Google Capstone Project: Cyclistic Ride Share Analysis
For the past few months, I, Ali Rizvi, have been learning about and training in Data Analytics especially through the Google Data Analytics Certification offered via Coursera. Demonstrated below is my final capstone project; the culmination of my learning throughout the entire eight-course series. Through analyzing the differences in the bike usage habits of casual and annual members in the fictional “Cyclistic” bike-share program, I will demonstrate my acumen in Excel, SQL, and Tableau.
Links to the code I used and the visualizations I created:
Background
Cyclistic is a fictional bike-share offering with over 5,800 bicycles and 600 docking stations in the Chicago area. They have built a client base by marketing to broad consumer segments and offering a variety of bike styles to accommodate all riders. Casual riders in the system purchase either single or full-day passes while members hold annual passes. The finance analysts have discovered that annual members are more profitable than casual riders and wish to increase the number of members.

▶ _Exercise instructions_
1. Answer these from the capstone page:
(a) Through which platform is the Google Data Analytics Certification offered?
(b) How many courses make up the series that the project concludes?
(c) How many docking stations does Cyclistic have?
2. Which tools does the capstone page say the project will demonstrate skill in? List every one.
3. According to the capstone page, why do Cyclistic's finance analysts want more annual members?

▶ _Listing_
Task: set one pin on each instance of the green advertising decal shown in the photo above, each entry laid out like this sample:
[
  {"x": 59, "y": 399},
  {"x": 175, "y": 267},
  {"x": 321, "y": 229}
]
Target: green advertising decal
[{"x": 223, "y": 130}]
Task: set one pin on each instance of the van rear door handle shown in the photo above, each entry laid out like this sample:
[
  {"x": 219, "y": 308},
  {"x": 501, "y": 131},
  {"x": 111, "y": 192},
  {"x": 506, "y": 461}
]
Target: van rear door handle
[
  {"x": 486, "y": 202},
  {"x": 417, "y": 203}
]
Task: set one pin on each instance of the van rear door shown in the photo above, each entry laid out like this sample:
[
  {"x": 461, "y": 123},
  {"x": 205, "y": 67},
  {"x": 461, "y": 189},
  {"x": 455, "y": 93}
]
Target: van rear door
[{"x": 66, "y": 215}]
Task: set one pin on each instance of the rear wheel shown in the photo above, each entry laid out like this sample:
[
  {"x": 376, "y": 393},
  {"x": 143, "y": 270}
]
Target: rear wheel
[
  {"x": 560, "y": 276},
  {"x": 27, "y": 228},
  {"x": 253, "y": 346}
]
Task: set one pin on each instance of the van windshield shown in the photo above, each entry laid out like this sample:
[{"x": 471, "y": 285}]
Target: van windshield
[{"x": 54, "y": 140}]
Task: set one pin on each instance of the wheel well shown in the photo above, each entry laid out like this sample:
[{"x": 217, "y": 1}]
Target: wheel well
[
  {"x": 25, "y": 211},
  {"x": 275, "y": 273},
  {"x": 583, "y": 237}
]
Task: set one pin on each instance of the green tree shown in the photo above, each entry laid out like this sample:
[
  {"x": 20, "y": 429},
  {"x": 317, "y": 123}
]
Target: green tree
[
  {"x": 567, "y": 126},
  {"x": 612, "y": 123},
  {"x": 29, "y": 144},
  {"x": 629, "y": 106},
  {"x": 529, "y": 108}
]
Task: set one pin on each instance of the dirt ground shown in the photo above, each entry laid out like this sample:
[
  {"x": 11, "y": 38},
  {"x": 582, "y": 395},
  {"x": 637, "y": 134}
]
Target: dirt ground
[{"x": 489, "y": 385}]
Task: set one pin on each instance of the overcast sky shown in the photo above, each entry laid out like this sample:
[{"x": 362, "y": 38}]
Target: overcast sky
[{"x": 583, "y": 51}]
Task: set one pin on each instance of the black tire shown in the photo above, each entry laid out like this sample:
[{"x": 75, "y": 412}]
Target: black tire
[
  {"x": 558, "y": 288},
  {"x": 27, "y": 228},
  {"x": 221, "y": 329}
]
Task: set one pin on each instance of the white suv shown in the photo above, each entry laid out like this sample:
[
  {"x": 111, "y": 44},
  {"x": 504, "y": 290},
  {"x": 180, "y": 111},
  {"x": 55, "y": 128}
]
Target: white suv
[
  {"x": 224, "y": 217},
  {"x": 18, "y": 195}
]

▶ _Written responses_
1.
(a) Coursera
(b) Eight
(c) 600

2. Excel, SQL, and Tableau.

3. They have found that annual members are more profitable than casual riders.